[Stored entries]
[start]

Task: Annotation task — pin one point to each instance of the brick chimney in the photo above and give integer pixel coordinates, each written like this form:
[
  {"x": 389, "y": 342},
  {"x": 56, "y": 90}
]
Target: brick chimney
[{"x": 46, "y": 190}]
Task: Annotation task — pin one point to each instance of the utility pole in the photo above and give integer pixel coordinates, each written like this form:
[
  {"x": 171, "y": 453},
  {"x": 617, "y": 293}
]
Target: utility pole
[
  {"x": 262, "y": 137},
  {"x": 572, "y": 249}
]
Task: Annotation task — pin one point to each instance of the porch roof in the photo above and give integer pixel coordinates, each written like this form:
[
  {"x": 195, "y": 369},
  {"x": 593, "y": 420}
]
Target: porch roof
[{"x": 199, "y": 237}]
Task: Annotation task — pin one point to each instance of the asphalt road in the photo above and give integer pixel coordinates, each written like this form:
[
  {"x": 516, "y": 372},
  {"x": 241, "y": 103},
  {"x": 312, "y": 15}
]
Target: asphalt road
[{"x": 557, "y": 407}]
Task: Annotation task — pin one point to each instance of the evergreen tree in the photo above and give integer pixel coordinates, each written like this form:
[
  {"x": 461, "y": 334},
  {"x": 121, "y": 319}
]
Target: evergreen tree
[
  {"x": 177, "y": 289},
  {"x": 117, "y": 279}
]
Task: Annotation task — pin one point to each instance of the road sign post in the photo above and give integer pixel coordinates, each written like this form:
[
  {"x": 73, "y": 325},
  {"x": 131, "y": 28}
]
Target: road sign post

[end]

◆ Prompt: Lay out all the lines above as a numbered list, leaving out any blank lines.

◆ Correct answer:
1. Task: Annotation task — pin one point to each instance of the brick chimney in the photo above and give integer pixel coordinates, each written like this form:
2. [
3.   {"x": 389, "y": 342},
4.   {"x": 56, "y": 90}
5. ]
6. Target: brick chimney
7. [{"x": 46, "y": 190}]
8. Task: Annotation task — pin one point to each instance of the utility pole in the photo above and give integer pixel coordinates, each written like this form:
9. [
10.   {"x": 171, "y": 453},
11.   {"x": 617, "y": 293}
12. ]
13. Target: utility pole
14. [
15.   {"x": 262, "y": 137},
16.   {"x": 572, "y": 249}
17. ]
18. Task: Annotation task — pin one point to each instance of the porch roof in the photo above and give integer pixel coordinates, each written like this form:
19. [
20.   {"x": 195, "y": 369},
21.   {"x": 593, "y": 420}
22. ]
23. Target: porch roof
24. [{"x": 199, "y": 237}]
25. Task: Annotation task — pin one point to each instance of the asphalt road in the photo above and give integer pixel coordinates, each written like this form:
26. [
27.   {"x": 516, "y": 372},
28.   {"x": 241, "y": 103},
29.   {"x": 312, "y": 15}
30. ]
31. Target: asphalt road
32. [{"x": 557, "y": 407}]
33. Task: Annotation task — pin one point to each instance of the evergreen tree in the photo above and give integer pixel coordinates, each written like this form:
34. [
35.   {"x": 461, "y": 334},
36.   {"x": 121, "y": 319}
37. ]
38. Target: evergreen tree
39. [
40.   {"x": 177, "y": 289},
41.   {"x": 117, "y": 279}
42. ]
43. Task: Annotation task — pin one point to each instance of the road sign post in the photo above and give integer pixel coordinates, each written like this form:
44. [
45.   {"x": 73, "y": 325},
46.   {"x": 131, "y": 28}
47. ]
48. Target: road sign post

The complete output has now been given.